=== Exercise directions ===
Given the listing below, write out exactly the lines starting with the line that has "Query: roof" and going on through the line that has "Query: waterfront house", both kept.

=== Entries provided ===
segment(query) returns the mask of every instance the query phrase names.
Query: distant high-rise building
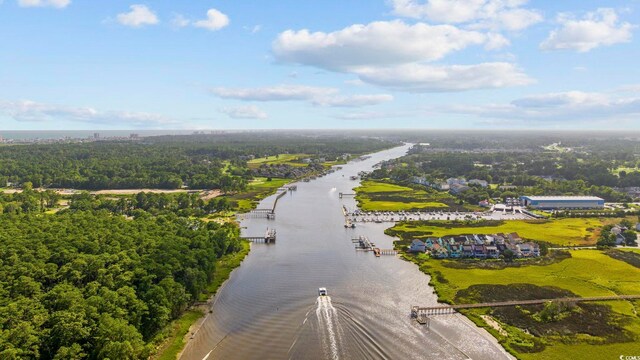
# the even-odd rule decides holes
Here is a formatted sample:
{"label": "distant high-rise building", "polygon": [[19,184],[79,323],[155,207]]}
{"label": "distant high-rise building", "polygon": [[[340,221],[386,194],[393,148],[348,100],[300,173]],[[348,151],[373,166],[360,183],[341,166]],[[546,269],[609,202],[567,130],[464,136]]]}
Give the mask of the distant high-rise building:
{"label": "distant high-rise building", "polygon": [[139,137],[140,137],[140,135],[135,134],[135,133],[131,133],[131,134],[129,134],[129,139],[137,139],[137,138],[139,138]]}
{"label": "distant high-rise building", "polygon": [[100,133],[93,133],[93,138],[94,139],[100,139]]}

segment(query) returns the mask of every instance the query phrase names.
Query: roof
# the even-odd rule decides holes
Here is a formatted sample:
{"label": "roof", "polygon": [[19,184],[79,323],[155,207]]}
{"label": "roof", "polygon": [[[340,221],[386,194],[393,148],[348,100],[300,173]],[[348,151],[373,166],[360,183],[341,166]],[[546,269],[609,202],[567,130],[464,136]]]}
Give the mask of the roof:
{"label": "roof", "polygon": [[529,200],[555,200],[555,201],[604,201],[597,196],[523,196]]}

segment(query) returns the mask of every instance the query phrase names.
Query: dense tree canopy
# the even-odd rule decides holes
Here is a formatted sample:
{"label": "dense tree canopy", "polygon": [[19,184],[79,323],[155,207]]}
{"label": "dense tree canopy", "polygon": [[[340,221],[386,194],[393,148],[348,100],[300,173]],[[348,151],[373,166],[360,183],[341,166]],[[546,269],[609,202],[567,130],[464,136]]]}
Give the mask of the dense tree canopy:
{"label": "dense tree canopy", "polygon": [[0,358],[146,358],[238,236],[175,215],[0,216]]}

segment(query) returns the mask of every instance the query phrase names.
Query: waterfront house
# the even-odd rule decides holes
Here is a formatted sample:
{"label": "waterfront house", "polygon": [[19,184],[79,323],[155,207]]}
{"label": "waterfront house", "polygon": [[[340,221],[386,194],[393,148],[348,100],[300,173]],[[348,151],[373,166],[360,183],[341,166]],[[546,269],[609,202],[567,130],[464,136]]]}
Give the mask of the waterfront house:
{"label": "waterfront house", "polygon": [[473,245],[470,245],[470,244],[462,245],[462,256],[473,257]]}
{"label": "waterfront house", "polygon": [[427,251],[427,246],[424,241],[416,239],[411,242],[409,251],[413,253],[423,253]]}
{"label": "waterfront house", "polygon": [[487,257],[497,259],[498,256],[500,256],[500,252],[498,251],[498,248],[494,245],[488,245],[485,247],[485,249],[487,251]]}
{"label": "waterfront house", "polygon": [[487,248],[483,245],[473,245],[473,256],[477,258],[487,257]]}

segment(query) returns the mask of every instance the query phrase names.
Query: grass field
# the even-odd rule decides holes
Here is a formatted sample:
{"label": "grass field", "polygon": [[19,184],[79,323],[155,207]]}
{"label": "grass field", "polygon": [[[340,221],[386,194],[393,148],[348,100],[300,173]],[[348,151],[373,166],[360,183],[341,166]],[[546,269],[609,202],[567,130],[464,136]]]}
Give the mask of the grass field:
{"label": "grass field", "polygon": [[365,180],[355,189],[360,209],[365,211],[444,210],[456,207],[455,199],[440,192]]}
{"label": "grass field", "polygon": [[272,165],[272,164],[287,164],[295,167],[307,166],[307,164],[300,162],[300,159],[309,157],[306,154],[280,154],[277,156],[269,156],[264,158],[257,158],[247,161],[247,166],[250,169],[255,169],[260,165]]}
{"label": "grass field", "polygon": [[510,220],[475,224],[455,224],[447,221],[399,223],[388,232],[400,237],[442,237],[462,234],[512,233],[529,240],[546,241],[559,246],[594,245],[599,228],[611,219],[567,218],[557,220]]}
{"label": "grass field", "polygon": [[229,200],[237,204],[237,212],[243,213],[254,209],[260,200],[273,194],[278,188],[291,182],[290,179],[277,179],[267,181],[266,178],[256,178],[247,186],[247,190],[229,197]]}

=== Finished task ===
Query: roof
# the even-odd rule decides holes
Here is a formatted sample:
{"label": "roof", "polygon": [[19,184],[79,323],[155,207]]}
{"label": "roof", "polygon": [[[340,221],[386,194],[393,148],[348,100],[300,173]],[[348,151],[373,166],[360,183],[341,166]],[[546,269],[609,202],[567,130],[464,136]]]}
Give the mask of the roof:
{"label": "roof", "polygon": [[529,200],[555,200],[555,201],[604,201],[597,196],[523,196]]}

segment(query) returns the mask of every instance the query phrase names.
Query: dense tree canopy
# the even-odd rule decides holes
Here is a formatted sample:
{"label": "dense tree canopy", "polygon": [[19,184],[79,323],[155,207]]}
{"label": "dense tree canopy", "polygon": [[[340,221],[386,194],[393,148],[348,100],[300,173]],[[348,151],[373,166],[360,183],[341,166]],[[546,269],[609,202],[567,130],[464,136]]]}
Give the mask of the dense tree canopy:
{"label": "dense tree canopy", "polygon": [[0,358],[146,358],[238,236],[175,215],[0,216]]}

segment(query) returns the mask of every instance the query phrase names.
Query: waterfront house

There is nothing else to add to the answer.